Exercise requirements: In the entries below, find the line with "Query: hillside" and the line with "Identify the vehicle". Return those two lines and all lines between them, exactly.

Dataset records:
————

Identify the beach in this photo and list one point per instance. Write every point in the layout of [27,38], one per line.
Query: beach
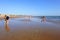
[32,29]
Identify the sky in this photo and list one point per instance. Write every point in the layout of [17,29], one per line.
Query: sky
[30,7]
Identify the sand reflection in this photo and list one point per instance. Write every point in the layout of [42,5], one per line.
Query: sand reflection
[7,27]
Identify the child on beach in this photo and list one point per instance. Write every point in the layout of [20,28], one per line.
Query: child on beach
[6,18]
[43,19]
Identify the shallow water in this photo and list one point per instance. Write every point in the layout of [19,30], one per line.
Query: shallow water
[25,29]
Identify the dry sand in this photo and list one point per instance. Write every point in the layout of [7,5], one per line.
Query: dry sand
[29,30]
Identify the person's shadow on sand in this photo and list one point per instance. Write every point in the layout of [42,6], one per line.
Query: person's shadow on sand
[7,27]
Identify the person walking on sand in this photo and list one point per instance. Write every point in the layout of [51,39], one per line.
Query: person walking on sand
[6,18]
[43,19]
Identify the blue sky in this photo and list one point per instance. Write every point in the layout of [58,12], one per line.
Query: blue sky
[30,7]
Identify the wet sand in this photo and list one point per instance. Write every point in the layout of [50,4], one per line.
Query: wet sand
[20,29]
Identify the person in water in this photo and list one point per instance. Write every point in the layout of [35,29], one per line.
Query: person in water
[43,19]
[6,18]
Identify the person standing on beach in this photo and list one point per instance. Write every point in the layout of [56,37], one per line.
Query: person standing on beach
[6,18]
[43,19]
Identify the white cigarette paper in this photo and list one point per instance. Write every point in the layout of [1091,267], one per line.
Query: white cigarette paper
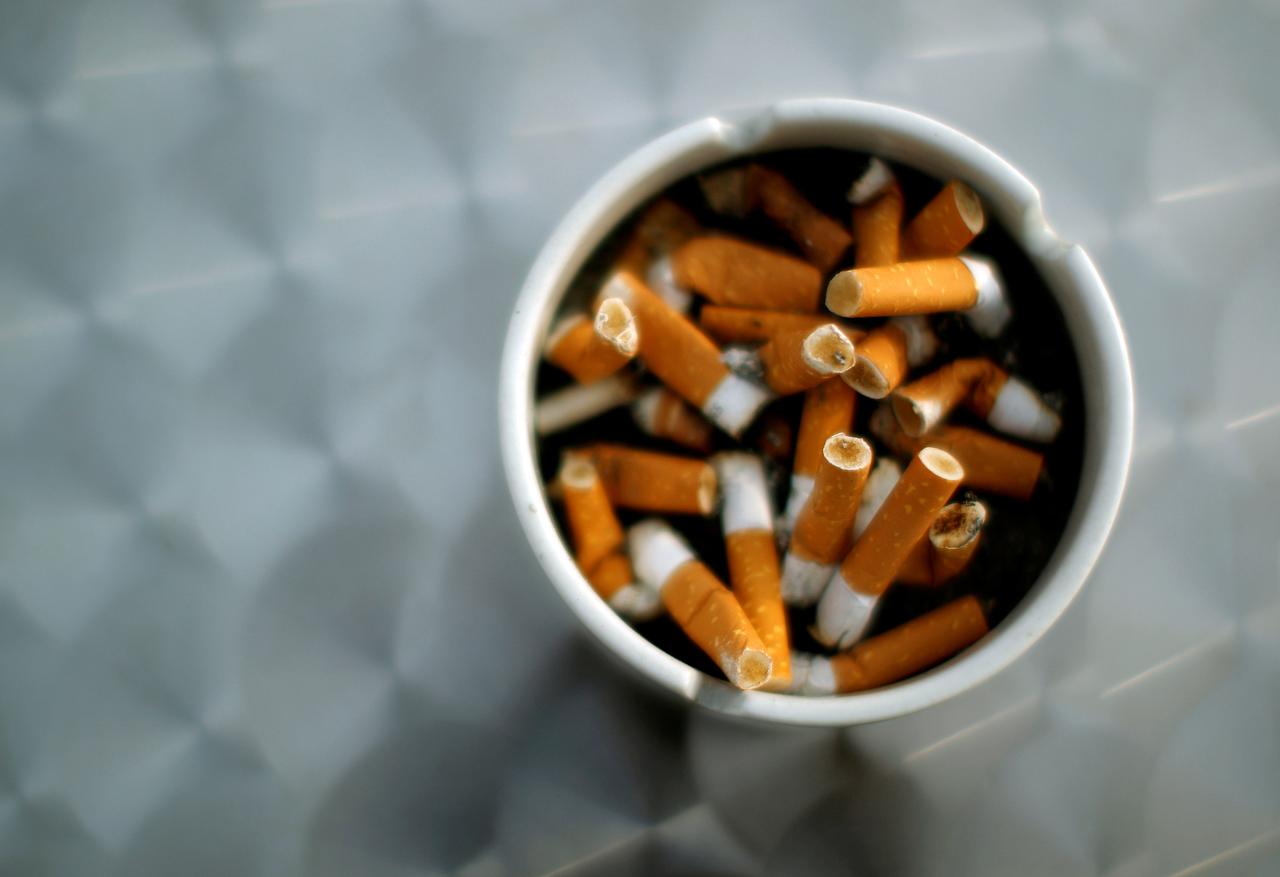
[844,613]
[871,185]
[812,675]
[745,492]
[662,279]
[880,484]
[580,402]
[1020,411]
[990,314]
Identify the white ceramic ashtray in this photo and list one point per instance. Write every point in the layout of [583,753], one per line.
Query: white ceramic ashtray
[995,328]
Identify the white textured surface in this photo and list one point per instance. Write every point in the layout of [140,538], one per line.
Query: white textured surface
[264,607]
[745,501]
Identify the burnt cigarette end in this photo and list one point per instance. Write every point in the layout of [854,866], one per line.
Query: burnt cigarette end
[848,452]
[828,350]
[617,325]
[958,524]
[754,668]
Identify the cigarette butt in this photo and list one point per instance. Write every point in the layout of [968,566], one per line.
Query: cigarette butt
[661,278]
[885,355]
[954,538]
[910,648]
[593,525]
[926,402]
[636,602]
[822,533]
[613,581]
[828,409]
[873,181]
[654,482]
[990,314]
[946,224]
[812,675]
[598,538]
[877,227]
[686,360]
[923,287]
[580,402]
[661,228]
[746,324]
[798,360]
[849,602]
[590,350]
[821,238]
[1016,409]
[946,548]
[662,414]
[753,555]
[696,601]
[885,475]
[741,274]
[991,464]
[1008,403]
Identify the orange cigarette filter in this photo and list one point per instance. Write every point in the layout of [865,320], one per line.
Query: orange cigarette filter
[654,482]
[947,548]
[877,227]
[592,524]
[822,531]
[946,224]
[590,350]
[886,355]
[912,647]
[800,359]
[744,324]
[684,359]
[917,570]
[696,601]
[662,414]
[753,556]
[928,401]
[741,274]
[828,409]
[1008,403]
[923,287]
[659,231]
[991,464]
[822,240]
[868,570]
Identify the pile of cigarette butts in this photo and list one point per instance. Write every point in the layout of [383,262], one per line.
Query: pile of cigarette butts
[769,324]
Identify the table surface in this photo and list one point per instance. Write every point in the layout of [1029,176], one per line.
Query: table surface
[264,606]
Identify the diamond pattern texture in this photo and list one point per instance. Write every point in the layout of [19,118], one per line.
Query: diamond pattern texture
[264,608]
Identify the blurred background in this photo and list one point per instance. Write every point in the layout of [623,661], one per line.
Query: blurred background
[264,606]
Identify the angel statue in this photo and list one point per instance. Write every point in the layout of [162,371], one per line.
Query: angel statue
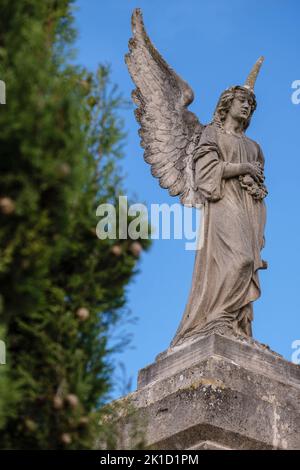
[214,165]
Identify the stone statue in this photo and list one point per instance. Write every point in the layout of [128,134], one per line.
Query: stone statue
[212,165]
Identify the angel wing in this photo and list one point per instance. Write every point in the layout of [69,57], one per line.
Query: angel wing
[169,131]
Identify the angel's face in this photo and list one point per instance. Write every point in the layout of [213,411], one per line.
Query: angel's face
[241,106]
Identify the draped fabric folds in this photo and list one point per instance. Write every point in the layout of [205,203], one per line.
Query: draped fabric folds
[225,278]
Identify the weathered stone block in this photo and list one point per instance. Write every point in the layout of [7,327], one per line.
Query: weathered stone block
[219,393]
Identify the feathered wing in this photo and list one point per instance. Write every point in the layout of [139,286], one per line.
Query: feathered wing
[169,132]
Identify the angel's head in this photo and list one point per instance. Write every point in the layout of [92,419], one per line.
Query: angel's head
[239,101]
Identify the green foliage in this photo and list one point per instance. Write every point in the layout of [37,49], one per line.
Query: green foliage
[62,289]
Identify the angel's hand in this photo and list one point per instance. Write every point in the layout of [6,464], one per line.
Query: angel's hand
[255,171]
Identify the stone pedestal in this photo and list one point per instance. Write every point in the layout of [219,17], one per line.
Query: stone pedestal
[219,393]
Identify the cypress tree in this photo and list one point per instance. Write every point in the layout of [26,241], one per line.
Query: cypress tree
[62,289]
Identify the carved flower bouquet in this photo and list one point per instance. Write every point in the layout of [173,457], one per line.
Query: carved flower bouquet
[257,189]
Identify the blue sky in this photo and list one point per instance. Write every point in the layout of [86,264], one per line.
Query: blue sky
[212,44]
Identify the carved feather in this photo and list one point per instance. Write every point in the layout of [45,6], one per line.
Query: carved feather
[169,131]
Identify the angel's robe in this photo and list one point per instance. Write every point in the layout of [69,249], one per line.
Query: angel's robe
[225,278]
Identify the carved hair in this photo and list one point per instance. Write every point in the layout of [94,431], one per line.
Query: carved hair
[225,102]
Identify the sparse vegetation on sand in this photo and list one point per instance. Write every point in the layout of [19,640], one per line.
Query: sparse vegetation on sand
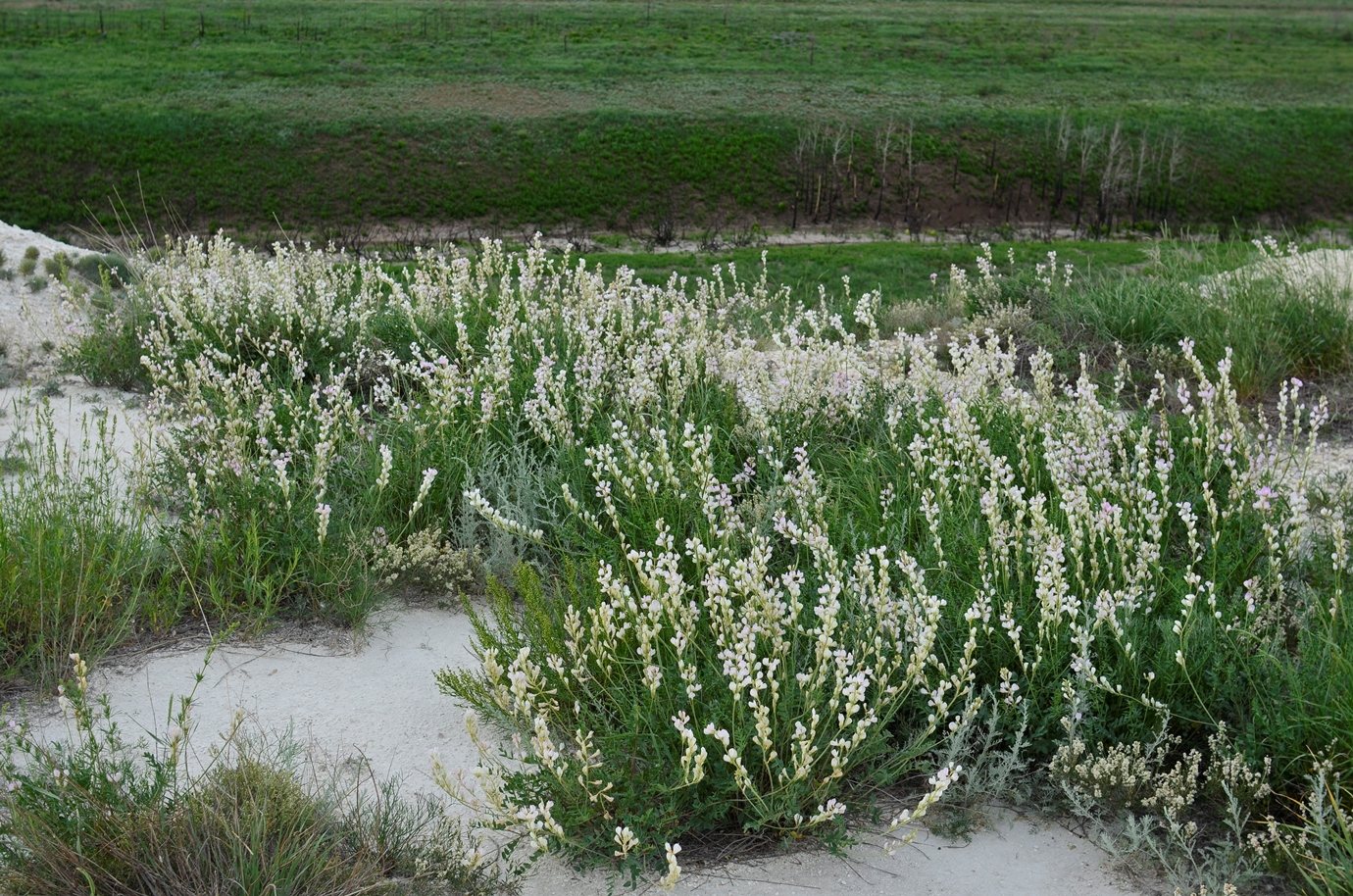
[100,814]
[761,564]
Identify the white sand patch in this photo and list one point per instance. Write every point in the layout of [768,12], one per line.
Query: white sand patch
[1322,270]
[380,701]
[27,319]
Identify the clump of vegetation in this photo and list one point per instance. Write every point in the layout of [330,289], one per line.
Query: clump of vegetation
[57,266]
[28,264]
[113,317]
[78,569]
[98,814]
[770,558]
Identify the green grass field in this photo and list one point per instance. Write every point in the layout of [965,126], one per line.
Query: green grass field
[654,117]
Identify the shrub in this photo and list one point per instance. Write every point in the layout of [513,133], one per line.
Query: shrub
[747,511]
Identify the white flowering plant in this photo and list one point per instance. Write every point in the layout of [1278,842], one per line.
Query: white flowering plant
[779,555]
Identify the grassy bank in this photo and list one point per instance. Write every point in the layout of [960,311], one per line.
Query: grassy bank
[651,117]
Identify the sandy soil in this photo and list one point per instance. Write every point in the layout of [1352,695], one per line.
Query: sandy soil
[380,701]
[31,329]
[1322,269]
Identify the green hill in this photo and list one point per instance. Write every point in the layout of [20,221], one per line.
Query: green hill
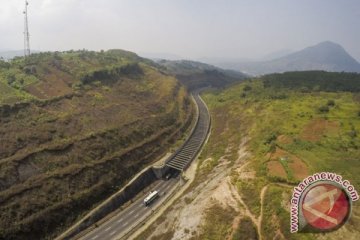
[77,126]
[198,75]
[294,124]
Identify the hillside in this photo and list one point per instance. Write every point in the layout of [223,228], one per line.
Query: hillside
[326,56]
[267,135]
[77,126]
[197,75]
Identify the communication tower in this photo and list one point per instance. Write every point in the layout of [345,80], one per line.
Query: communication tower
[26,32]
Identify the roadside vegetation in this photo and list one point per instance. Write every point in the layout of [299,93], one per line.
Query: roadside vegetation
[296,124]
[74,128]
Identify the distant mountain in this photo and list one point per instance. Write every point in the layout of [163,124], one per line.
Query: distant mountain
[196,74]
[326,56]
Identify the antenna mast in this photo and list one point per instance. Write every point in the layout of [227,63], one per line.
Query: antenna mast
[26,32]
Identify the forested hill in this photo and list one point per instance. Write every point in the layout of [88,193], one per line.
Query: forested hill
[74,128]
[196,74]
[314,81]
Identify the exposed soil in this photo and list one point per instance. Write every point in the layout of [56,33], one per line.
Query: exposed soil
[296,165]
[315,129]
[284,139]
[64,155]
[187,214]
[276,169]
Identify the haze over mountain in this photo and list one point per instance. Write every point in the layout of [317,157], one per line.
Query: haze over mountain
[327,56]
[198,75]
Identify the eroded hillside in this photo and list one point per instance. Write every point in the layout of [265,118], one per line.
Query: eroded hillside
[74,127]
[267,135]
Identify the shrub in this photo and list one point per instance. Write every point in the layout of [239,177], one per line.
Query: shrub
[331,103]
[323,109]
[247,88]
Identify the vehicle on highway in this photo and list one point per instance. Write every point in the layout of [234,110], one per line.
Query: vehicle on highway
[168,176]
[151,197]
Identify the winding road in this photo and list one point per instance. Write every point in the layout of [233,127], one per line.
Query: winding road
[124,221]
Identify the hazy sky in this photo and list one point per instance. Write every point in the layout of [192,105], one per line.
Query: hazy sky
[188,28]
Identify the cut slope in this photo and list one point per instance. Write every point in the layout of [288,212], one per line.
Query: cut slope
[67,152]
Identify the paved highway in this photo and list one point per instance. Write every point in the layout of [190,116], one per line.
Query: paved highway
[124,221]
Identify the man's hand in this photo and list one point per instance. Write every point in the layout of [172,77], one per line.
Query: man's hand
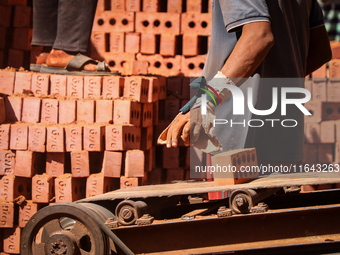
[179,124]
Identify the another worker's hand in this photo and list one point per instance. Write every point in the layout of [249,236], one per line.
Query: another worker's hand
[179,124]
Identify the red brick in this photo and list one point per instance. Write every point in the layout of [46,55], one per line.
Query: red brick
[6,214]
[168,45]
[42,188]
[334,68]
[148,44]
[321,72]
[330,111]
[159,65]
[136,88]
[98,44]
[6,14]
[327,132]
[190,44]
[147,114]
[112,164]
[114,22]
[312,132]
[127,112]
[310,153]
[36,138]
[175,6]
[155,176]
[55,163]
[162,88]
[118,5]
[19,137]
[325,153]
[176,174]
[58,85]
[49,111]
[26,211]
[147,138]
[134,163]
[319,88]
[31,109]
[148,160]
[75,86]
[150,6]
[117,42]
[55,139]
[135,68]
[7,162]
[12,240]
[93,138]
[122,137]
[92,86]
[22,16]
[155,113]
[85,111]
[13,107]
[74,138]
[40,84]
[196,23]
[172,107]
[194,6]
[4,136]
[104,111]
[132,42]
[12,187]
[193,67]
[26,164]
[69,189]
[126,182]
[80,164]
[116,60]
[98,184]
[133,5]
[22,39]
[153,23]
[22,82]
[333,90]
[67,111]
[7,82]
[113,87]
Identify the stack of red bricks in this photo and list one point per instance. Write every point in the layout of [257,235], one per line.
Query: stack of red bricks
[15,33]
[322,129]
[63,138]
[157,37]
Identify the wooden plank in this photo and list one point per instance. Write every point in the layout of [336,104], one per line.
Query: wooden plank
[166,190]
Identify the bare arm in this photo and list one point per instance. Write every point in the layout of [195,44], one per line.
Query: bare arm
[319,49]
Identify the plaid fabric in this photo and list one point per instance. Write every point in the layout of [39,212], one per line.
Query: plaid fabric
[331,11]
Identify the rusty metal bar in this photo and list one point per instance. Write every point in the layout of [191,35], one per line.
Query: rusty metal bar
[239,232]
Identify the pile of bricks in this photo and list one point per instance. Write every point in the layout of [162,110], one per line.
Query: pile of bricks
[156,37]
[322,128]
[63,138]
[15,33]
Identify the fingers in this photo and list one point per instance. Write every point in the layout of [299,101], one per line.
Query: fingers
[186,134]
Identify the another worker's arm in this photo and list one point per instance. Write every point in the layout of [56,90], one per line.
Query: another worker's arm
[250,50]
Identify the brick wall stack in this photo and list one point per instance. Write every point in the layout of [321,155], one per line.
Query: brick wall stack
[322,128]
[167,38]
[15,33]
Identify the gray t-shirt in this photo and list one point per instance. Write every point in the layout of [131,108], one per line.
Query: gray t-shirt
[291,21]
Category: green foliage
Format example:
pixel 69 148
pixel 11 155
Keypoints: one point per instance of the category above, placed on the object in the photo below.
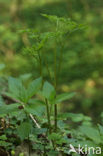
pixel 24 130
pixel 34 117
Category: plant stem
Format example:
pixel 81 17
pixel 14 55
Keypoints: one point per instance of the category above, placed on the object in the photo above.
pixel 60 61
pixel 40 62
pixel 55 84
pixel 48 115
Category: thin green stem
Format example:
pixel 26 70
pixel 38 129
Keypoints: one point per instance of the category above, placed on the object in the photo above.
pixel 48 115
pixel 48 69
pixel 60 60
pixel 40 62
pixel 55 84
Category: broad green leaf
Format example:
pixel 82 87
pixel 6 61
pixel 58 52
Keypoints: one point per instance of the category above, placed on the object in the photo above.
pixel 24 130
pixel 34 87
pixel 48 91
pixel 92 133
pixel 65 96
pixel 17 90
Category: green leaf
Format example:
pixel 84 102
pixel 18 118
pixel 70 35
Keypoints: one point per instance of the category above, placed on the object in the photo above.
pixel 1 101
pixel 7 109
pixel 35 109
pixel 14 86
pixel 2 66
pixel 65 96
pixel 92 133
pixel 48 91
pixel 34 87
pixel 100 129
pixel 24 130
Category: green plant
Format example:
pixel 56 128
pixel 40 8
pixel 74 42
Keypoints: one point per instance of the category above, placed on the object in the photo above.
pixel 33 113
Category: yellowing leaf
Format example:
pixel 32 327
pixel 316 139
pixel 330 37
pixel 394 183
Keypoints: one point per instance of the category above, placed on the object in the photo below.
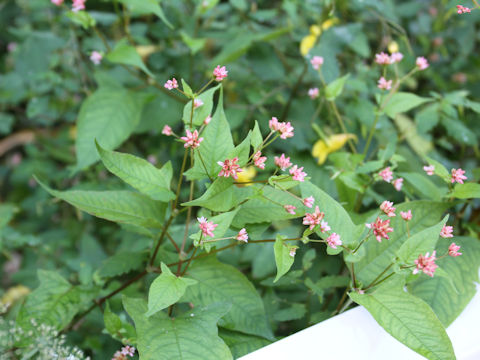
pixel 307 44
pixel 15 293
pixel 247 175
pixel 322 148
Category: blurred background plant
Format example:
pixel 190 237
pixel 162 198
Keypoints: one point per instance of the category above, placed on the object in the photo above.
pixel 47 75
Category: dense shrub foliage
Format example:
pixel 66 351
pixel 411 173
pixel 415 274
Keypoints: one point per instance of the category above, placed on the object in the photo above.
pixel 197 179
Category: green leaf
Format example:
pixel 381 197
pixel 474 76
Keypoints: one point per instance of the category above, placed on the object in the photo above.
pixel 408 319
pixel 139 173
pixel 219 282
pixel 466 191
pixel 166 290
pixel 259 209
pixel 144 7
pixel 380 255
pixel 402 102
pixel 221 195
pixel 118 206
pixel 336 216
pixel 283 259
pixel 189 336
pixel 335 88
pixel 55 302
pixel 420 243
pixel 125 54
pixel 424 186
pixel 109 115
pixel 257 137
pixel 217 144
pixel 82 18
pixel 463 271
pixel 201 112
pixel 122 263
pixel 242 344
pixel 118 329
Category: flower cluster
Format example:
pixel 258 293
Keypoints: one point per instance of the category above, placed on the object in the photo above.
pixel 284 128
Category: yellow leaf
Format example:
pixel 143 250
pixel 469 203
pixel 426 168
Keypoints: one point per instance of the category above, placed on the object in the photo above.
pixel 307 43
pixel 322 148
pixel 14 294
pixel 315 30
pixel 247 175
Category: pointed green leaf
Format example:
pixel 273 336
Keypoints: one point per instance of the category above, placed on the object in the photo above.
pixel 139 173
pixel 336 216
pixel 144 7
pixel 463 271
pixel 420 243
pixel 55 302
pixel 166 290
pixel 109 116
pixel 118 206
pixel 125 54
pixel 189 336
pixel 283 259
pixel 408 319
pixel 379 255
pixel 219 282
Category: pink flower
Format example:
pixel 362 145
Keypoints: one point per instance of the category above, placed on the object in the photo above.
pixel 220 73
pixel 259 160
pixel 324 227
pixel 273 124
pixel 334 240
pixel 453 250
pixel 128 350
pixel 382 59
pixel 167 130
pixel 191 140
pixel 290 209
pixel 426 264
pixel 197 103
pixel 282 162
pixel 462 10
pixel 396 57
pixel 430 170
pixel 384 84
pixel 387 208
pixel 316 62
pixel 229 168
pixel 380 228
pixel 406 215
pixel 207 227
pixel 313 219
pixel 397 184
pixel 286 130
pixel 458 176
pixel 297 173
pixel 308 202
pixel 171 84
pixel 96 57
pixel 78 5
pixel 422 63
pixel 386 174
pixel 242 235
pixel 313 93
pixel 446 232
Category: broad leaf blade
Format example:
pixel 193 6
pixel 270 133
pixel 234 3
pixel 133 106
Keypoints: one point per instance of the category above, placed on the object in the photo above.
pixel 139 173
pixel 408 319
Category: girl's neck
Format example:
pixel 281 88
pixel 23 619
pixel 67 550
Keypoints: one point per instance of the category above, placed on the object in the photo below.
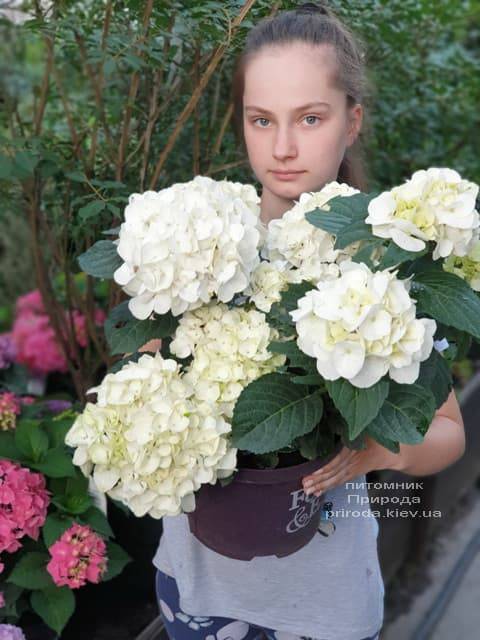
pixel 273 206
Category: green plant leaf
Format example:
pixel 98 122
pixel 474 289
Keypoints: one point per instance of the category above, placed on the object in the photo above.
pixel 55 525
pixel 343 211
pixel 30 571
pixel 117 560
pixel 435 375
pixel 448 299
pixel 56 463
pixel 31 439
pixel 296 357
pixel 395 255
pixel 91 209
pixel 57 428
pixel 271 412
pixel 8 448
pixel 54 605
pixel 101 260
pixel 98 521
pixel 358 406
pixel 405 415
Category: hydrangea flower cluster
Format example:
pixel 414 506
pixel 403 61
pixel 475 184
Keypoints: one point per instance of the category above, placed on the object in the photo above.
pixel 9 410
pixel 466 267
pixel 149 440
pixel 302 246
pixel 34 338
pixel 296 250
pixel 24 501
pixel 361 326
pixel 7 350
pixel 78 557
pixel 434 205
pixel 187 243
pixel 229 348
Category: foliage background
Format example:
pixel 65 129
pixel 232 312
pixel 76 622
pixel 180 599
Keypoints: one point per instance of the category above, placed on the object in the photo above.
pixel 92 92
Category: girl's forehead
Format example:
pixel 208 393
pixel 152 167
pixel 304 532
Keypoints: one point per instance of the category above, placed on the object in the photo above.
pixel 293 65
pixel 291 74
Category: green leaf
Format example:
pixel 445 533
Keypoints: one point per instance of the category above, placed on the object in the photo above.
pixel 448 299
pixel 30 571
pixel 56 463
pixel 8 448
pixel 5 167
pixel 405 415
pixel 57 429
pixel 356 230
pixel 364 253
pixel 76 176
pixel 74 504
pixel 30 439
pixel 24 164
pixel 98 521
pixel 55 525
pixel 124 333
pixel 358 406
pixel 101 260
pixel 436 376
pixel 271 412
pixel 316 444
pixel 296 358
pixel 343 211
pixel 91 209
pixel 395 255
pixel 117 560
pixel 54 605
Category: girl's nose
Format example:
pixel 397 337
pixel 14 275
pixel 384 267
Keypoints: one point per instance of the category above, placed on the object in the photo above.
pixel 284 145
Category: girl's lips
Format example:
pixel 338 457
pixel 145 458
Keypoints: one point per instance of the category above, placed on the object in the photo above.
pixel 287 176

————

Expected answer:
Query: hillside
[326,56]
[267,135]
[77,126]
[197,75]
Identify the communication tower in this photo and list one point per instance. Write every point in the layout of [345,80], one per line.
Query: communication tower
[26,32]
Identify the roadside vegetation in this photo and list one point per instance. Write every point in the layout of [299,93], one per line.
Query: roadside vegetation
[296,124]
[74,128]
Identify the distant mountain in this photo and list one point per instance. Write every point in the layout of [163,124], one per line.
Query: distant mountain
[196,74]
[326,56]
Identify the antenna mast in this photo and list one point per instance. Write every point in the layout of [227,63], one per line.
Query: antenna mast
[26,32]
Identify the forested hill in this photo and list one point per instance. Write every point in the layout of [88,193], one per line.
Query: forested hill
[74,128]
[196,74]
[314,81]
Identify the exposed soil in this photo and list one point per instance. Write every point in the layout of [56,33], one per line.
Query: exposed soil
[296,165]
[315,129]
[284,139]
[64,155]
[187,214]
[276,169]
Identify the haze over mountain in this photo and list one point per instance. Write every point in the layout of [317,157], one per line.
Query: haze over mountain
[327,56]
[198,75]
Identify the eroded hillside in this photo and list one point per instance. Write every point in the layout of [265,118], one per line.
Query: eroded hillside
[74,127]
[267,135]
Identify the shrub in this photo and list one point per instance. Write every point in the layout of [239,177], one per line.
Query: shrub
[331,103]
[323,109]
[247,88]
Identify the vehicle on highway in this photo and list one point per instance. Write every point in the layout of [234,110], one per line.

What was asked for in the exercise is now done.